:: Problem details ::
Rewrite the records starting at the beginning and ending at the line that contains "x=267 y=335", replacing "returns" with "reports" and keeping everything else the same. Leave the pictures out of your answer.

Point labeling records:
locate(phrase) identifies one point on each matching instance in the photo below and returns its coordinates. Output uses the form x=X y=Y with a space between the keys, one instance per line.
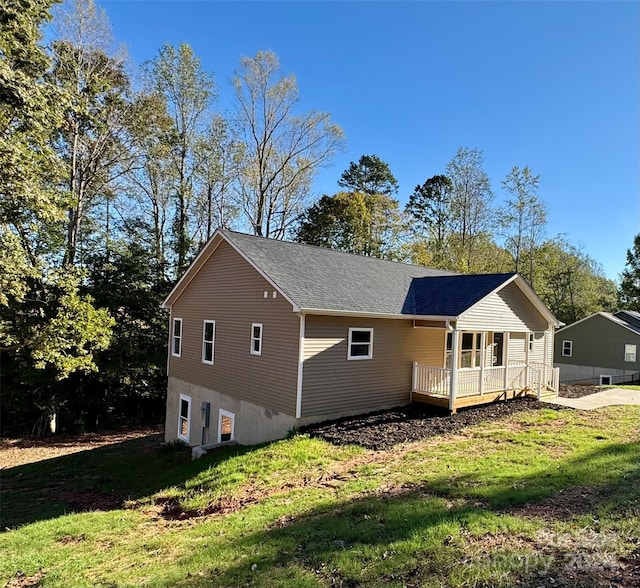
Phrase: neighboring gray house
x=599 y=349
x=267 y=335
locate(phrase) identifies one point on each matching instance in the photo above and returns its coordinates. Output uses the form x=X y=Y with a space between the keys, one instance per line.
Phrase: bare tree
x=471 y=200
x=282 y=150
x=188 y=91
x=220 y=157
x=523 y=218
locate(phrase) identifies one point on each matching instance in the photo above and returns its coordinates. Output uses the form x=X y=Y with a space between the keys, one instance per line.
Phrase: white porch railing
x=478 y=381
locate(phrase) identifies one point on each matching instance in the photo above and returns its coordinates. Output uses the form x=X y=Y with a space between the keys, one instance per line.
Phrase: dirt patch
x=582 y=558
x=383 y=430
x=84 y=501
x=16 y=452
x=563 y=505
x=21 y=580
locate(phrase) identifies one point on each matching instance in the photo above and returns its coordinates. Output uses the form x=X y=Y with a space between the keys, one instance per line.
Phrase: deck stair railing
x=435 y=381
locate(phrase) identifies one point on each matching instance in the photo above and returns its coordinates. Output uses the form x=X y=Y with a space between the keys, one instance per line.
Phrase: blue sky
x=551 y=85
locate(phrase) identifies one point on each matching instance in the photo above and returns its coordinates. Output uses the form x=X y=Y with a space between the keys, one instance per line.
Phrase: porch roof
x=450 y=295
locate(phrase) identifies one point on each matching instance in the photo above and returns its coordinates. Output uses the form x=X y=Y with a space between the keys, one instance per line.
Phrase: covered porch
x=484 y=366
x=456 y=388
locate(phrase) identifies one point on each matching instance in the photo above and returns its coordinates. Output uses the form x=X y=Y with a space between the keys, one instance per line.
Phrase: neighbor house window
x=360 y=344
x=226 y=426
x=256 y=339
x=208 y=336
x=184 y=417
x=630 y=353
x=176 y=344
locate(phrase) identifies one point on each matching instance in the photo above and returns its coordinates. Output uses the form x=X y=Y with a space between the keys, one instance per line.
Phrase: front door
x=498 y=349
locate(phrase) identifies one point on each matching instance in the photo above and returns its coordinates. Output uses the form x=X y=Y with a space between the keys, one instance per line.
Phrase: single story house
x=599 y=349
x=266 y=336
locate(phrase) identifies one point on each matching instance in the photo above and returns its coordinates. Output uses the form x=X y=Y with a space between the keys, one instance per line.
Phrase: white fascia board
x=356 y=314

:: Answer to the exercise ::
locate(phrase) identifies one point on each matching instance in the photo below and reports its coordinates. Output uses the form x=X y=Y with a space between the keys, one instance per line.
Phrase: neighboring gray house
x=599 y=349
x=267 y=335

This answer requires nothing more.